Goal of the exercise: Convert the lines below into a JSON list of strings, one string per line, omitting any blank lines.

Pointing entries for named objects:
================================

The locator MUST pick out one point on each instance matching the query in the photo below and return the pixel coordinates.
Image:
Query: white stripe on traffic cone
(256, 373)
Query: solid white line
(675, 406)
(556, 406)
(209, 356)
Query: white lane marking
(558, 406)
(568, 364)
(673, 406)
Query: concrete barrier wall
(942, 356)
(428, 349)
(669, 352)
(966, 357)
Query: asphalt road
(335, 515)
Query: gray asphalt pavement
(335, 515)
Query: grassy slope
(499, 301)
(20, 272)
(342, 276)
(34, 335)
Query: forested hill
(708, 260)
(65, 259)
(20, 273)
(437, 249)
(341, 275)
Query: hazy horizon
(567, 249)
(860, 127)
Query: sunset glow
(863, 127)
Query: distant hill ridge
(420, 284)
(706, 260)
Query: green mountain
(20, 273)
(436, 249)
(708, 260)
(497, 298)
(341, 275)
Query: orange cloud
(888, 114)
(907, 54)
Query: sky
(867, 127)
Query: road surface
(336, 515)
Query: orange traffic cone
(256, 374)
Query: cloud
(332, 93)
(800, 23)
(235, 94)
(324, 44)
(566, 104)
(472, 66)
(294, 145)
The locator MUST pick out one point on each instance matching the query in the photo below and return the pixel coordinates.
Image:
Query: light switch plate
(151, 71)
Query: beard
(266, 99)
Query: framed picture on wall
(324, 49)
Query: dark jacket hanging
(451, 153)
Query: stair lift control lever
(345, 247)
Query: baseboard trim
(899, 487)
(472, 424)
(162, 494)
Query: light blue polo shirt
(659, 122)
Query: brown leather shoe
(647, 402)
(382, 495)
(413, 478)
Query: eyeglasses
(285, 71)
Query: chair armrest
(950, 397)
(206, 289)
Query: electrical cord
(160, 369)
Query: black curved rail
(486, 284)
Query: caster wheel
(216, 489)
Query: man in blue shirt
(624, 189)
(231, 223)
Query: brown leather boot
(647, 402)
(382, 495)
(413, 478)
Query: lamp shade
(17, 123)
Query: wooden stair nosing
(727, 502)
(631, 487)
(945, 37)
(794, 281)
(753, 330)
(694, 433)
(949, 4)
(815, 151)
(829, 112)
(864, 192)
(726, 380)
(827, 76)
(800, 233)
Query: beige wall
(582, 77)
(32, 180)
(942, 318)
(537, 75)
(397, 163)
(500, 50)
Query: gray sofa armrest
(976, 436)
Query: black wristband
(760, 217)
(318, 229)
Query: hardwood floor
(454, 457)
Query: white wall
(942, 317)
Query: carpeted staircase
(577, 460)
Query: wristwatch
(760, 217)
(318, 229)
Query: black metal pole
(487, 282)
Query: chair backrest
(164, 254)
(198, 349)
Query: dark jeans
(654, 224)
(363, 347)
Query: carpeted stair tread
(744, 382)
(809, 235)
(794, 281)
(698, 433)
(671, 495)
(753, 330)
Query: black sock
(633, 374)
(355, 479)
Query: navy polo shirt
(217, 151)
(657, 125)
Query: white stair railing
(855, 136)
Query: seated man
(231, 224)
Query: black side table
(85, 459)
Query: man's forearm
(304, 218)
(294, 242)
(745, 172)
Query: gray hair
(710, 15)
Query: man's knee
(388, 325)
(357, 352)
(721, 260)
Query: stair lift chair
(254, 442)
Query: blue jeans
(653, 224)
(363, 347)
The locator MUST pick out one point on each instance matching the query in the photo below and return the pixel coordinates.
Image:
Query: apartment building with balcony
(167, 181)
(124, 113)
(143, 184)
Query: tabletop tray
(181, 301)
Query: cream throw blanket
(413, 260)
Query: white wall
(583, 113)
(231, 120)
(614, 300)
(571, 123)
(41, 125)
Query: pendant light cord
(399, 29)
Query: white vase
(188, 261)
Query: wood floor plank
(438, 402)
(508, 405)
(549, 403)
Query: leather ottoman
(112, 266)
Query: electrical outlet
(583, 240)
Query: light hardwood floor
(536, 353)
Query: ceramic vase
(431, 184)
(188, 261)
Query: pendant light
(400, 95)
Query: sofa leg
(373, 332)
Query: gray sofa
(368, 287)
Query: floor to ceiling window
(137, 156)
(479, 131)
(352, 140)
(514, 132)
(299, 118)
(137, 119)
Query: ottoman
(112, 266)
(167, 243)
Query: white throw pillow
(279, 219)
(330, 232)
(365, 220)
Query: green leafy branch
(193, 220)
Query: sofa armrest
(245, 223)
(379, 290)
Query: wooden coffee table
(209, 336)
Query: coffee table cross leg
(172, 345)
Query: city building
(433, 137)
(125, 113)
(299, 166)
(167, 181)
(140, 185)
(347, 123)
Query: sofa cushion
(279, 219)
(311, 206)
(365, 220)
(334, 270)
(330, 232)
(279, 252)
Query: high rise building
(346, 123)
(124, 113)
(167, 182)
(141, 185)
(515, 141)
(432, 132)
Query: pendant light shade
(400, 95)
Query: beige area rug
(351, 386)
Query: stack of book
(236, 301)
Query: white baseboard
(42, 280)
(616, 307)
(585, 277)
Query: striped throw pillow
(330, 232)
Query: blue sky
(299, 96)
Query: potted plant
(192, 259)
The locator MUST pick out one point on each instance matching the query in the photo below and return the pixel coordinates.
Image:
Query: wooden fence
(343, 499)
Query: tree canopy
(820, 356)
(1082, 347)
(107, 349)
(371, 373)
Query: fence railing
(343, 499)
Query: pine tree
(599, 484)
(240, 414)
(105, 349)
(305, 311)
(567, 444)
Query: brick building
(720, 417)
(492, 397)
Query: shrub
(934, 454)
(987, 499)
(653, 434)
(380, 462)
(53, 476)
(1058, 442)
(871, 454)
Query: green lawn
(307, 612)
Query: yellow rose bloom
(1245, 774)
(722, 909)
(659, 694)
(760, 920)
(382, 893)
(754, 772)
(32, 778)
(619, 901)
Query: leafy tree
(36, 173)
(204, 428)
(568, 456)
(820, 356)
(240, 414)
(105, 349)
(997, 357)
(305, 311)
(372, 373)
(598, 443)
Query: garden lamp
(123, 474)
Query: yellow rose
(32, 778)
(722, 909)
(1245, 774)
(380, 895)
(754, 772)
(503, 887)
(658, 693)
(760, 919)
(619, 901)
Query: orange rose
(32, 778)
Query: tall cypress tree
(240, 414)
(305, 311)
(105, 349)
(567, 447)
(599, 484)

================================

Written answer:
[
  "The locator MUST pick out one point on each instance matching the query in the photo below and return the pixel coordinates.",
  "Image:",
  "Query: white stripe on traffic cone",
  "(256, 373)",
  "Query: solid white line",
  "(675, 406)",
  "(556, 406)",
  "(209, 356)",
  "Query: white lane marking",
  "(558, 406)",
  "(568, 364)",
  "(673, 406)",
  "Query: concrete barrier wall",
  "(942, 356)",
  "(428, 349)",
  "(669, 352)",
  "(966, 357)",
  "Query: asphalt road",
  "(335, 515)",
  "Query: gray asphalt pavement",
  "(335, 515)",
  "Query: grassy slope",
  "(499, 301)",
  "(20, 272)",
  "(342, 276)",
  "(34, 335)",
  "Query: forested hill",
  "(708, 260)",
  "(65, 259)",
  "(20, 273)",
  "(437, 249)",
  "(341, 275)",
  "Query: hazy horizon",
  "(567, 249)",
  "(860, 127)",
  "Query: sunset glow",
  "(863, 127)",
  "Query: distant hill ridge",
  "(420, 284)",
  "(706, 260)",
  "Query: green mountain",
  "(20, 273)",
  "(436, 249)",
  "(708, 260)",
  "(497, 298)",
  "(341, 275)",
  "Query: orange cloud",
  "(888, 114)",
  "(907, 54)",
  "Query: sky",
  "(867, 127)",
  "Query: road surface",
  "(336, 515)",
  "Query: orange traffic cone",
  "(256, 374)",
  "Query: cloud",
  "(332, 93)",
  "(800, 23)",
  "(235, 94)",
  "(324, 44)",
  "(566, 104)",
  "(472, 66)",
  "(294, 145)",
  "The locator MUST pick out one point on each instance matching the query in the photo below and return the pixel coordinates.",
  "Image:",
  "Query: light switch plate",
  "(151, 71)",
  "Query: beard",
  "(266, 99)",
  "Query: framed picture on wall",
  "(324, 49)",
  "Query: dark jacket hanging",
  "(451, 153)",
  "Query: stair lift control lever",
  "(345, 247)",
  "Query: baseboard trim",
  "(899, 487)",
  "(472, 424)",
  "(162, 494)",
  "Query: light blue polo shirt",
  "(659, 122)",
  "Query: brown leather shoe",
  "(647, 402)",
  "(382, 495)",
  "(413, 478)",
  "Query: eyeglasses",
  "(285, 71)",
  "Query: chair armrest",
  "(950, 397)",
  "(206, 289)",
  "Query: electrical cord",
  "(160, 369)",
  "Query: black curved rail",
  "(486, 284)",
  "Query: caster wheel",
  "(216, 489)",
  "Query: man in blue shirt",
  "(624, 189)",
  "(231, 223)",
  "Query: brown leather boot",
  "(647, 402)",
  "(382, 495)",
  "(413, 478)",
  "Query: lamp shade",
  "(17, 123)",
  "Query: wooden stair nosing",
  "(727, 502)",
  "(631, 487)",
  "(945, 37)",
  "(794, 281)",
  "(753, 330)",
  "(694, 433)",
  "(949, 4)",
  "(815, 151)",
  "(829, 112)",
  "(864, 192)",
  "(726, 380)",
  "(827, 76)",
  "(800, 233)",
  "Query: beige wall",
  "(582, 77)",
  "(32, 180)",
  "(942, 318)",
  "(537, 75)",
  "(397, 163)",
  "(500, 50)",
  "Query: gray sofa armrest",
  "(976, 436)",
  "Query: black wristband",
  "(760, 217)",
  "(318, 229)",
  "Query: hardwood floor",
  "(454, 457)",
  "Query: white wall",
  "(942, 317)",
  "Query: carpeted staircase",
  "(577, 460)",
  "Query: wristwatch",
  "(760, 217)",
  "(318, 229)",
  "Query: black metal pole",
  "(487, 282)",
  "Query: chair backrest",
  "(164, 254)",
  "(198, 349)",
  "Query: dark jeans",
  "(654, 224)",
  "(363, 347)",
  "Query: carpeted stair tread",
  "(744, 382)",
  "(809, 235)",
  "(794, 281)",
  "(698, 433)",
  "(671, 495)",
  "(753, 330)",
  "Query: black sock",
  "(633, 374)",
  "(355, 479)",
  "Query: navy polo shirt",
  "(217, 151)",
  "(657, 125)",
  "Query: white stair railing",
  "(855, 136)",
  "Query: seated man",
  "(231, 224)",
  "Query: black side table",
  "(85, 459)",
  "Query: man's forearm",
  "(304, 218)",
  "(294, 242)",
  "(745, 172)",
  "Query: gray hair",
  "(710, 15)",
  "Query: man's knee",
  "(388, 325)",
  "(357, 352)",
  "(721, 260)",
  "Query: stair lift chair",
  "(254, 442)",
  "Query: blue jeans",
  "(653, 224)",
  "(363, 347)",
  "The locator MUST pick out one point on each instance matching the query in the photo below and return the pixel coordinates.",
  "Image:",
  "Query: apartment building with balcony",
  "(167, 181)",
  "(124, 113)",
  "(143, 184)",
  "Query: tabletop tray",
  "(181, 301)",
  "Query: cream throw blanket",
  "(413, 260)",
  "Query: white wall",
  "(583, 113)",
  "(231, 120)",
  "(614, 300)",
  "(571, 123)",
  "(41, 125)",
  "Query: pendant light cord",
  "(399, 29)",
  "Query: white vase",
  "(188, 261)",
  "Query: wood floor plank",
  "(438, 402)",
  "(508, 405)",
  "(549, 403)",
  "Query: leather ottoman",
  "(112, 266)",
  "Query: electrical outlet",
  "(583, 240)",
  "Query: light hardwood floor",
  "(536, 353)",
  "Query: ceramic vase",
  "(431, 184)",
  "(188, 261)",
  "Query: pendant light",
  "(400, 95)",
  "Query: sofa leg",
  "(373, 332)",
  "Query: gray sofa",
  "(368, 287)",
  "Query: floor to ceiling window",
  "(137, 156)",
  "(479, 131)",
  "(352, 140)",
  "(514, 132)",
  "(299, 118)",
  "(137, 119)",
  "Query: ottoman",
  "(112, 266)",
  "(167, 243)",
  "Query: white throw pillow",
  "(279, 219)",
  "(330, 232)",
  "(365, 220)",
  "Query: green leafy branch",
  "(193, 220)",
  "Query: sofa armrest",
  "(245, 223)",
  "(379, 290)",
  "Query: wooden coffee table",
  "(209, 336)",
  "Query: coffee table cross leg",
  "(172, 345)",
  "Query: city building",
  "(433, 137)",
  "(125, 113)",
  "(299, 166)",
  "(167, 181)",
  "(140, 185)",
  "(347, 123)",
  "Query: sofa cushion",
  "(279, 219)",
  "(311, 206)",
  "(365, 220)",
  "(334, 270)",
  "(330, 232)",
  "(279, 252)",
  "Query: high rise building",
  "(346, 123)",
  "(124, 113)",
  "(167, 182)",
  "(141, 185)",
  "(515, 141)",
  "(432, 132)",
  "Query: pendant light shade",
  "(400, 95)",
  "Query: beige area rug",
  "(351, 386)",
  "Query: stack of book",
  "(236, 301)",
  "Query: white baseboard",
  "(42, 280)",
  "(616, 307)",
  "(585, 277)",
  "Query: striped throw pillow",
  "(330, 232)",
  "Query: blue sky",
  "(299, 96)",
  "Query: potted plant",
  "(192, 259)",
  "The locator MUST pick out one point on each instance matching the query in the photo below and return the pixel coordinates.",
  "Image:",
  "Query: wooden fence",
  "(343, 499)",
  "Query: tree canopy",
  "(820, 356)",
  "(1082, 347)",
  "(107, 349)",
  "(371, 373)",
  "Query: fence railing",
  "(343, 499)",
  "Query: pine tree",
  "(599, 484)",
  "(240, 414)",
  "(105, 349)",
  "(305, 311)",
  "(567, 444)",
  "Query: brick building",
  "(720, 417)",
  "(492, 397)",
  "Query: shrub",
  "(934, 454)",
  "(987, 499)",
  "(653, 434)",
  "(380, 462)",
  "(53, 476)",
  "(1058, 442)",
  "(871, 454)",
  "Query: green lawn",
  "(307, 612)",
  "Query: yellow rose bloom",
  "(1245, 774)",
  "(722, 909)",
  "(659, 694)",
  "(760, 920)",
  "(382, 893)",
  "(754, 772)",
  "(32, 778)",
  "(619, 901)",
  "Query: leafy tree",
  "(36, 173)",
  "(204, 428)",
  "(568, 456)",
  "(820, 356)",
  "(240, 414)",
  "(105, 349)",
  "(997, 357)",
  "(305, 311)",
  "(372, 373)",
  "(598, 443)",
  "Query: garden lamp",
  "(123, 474)",
  "Query: yellow rose",
  "(32, 778)",
  "(722, 909)",
  "(1245, 774)",
  "(380, 895)",
  "(754, 772)",
  "(503, 887)",
  "(658, 693)",
  "(760, 919)",
  "(619, 901)",
  "Query: orange rose",
  "(32, 778)",
  "Query: tall cypress tree",
  "(240, 414)",
  "(305, 311)",
  "(105, 349)",
  "(567, 447)",
  "(599, 484)"
]